- Document passage -

::::

UK-based Privacy International reported in 2014 that the Milan-based company, which has been offering its intrusive technology to governments for almost a decade, received €1.5m from two venture capital funds originating from the region of Lombardy in 2007.

One of the two funds, Finlombarda Gestioni SGR S.p.a., has a single shareholder (Finlombarda S.p.a.) whose only shareholder is the region of Lombardy. The Finlombarda website shows Hacking Team listed as one of the beneficiaries of the fund.

"The apparent provision of public money into the growth of Hacking Team is in conflict with the public financial services agency's attempts to codify ethics as a core internal policy," Privacy International said in its 2014 report.

"We are therefore calling for an urgent clarification by both the Italian government and the Region of Lombardy into this, and for their response to the appropriateness of investing public money in technologies that can be used to facilitate human rights abuses."

Since January 2015, Hacking Team's product has been subject to export restrictions from the Italian government, which means the export authority will have to assess the company's products before they get sold.

The leak

Unknown hackers dumped a torrent file with 400GB of Hacking Team's internal documents, emails and source code.

Here is the full list of countries reportedly using Hacking Team's tools according to the leak:

Egypt, Ethiopia, Morocco, Nigeria, Sudan, Chile, Colombia, Ecuador, Honduras, Mexico, Panama, United States, Azerbaijan, Kazakhstan, Malaysia, Mongolia, Singapore, South Korea, Thailand, Uzbekistan, Vietnam, Australia, Cyprus, Czech Republic, Germany, Hungary, Italy, Luxembourg, Poland, Russia, Spain, Switzerland, Bahrain, Oman, Saudi Arabia, United Arab Emirates

The total value of the invoices, according to CSO writer Steve Ragan, is €4,324,350.

Sudan, which is subject to EU restrictive measures that include an arms embargo, received surveillance system from the company, despite its denials. The sale of the cyberweapons to the country is one of the most controversial revelations from the data dump, as the United Nations has been investigating a report by Citizen Lab that Hacking Team's tools were being used there.

Hacking Team's primary product, Remote Control System (RCS), is sold as a system that "provide[s] effective, easy-to-use offensive technology to the worldwide law enforcement and intelligence communities".

::::

- Information supplied -
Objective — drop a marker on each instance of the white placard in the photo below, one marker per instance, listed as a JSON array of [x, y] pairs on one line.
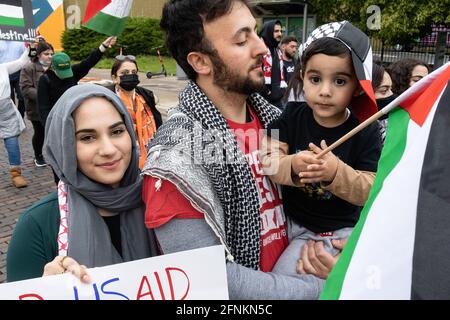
[[188, 275]]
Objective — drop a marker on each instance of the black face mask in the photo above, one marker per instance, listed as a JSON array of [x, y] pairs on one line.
[[129, 82], [383, 102]]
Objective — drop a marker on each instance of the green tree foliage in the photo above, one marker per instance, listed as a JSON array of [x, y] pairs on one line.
[[141, 36], [400, 19]]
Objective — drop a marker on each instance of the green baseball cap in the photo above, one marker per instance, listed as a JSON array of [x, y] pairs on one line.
[[61, 65]]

::::

- Set exercise 1 -
According to the Hacking Team passage, what kinds of material were in the torrent file that the hackers dumped? List them all.
- Set exercise 2 -
In the Hacking Team passage, how much money did the company receive from the two venture capital funds in 2007?
- Set exercise 3 -
Write out everything in the Hacking Team passage from "Since January 2015, Hacking" down to "they get sold.".

- Response 1 -
- Internal documents
- Emails
- Source code

- Response 2 -
€1.5m

- Response 3 -
Since January 2015, Hacking Team's product has been subject to export restrictions from the Italian government, which means the export authority will have to assess the company's products before they get sold.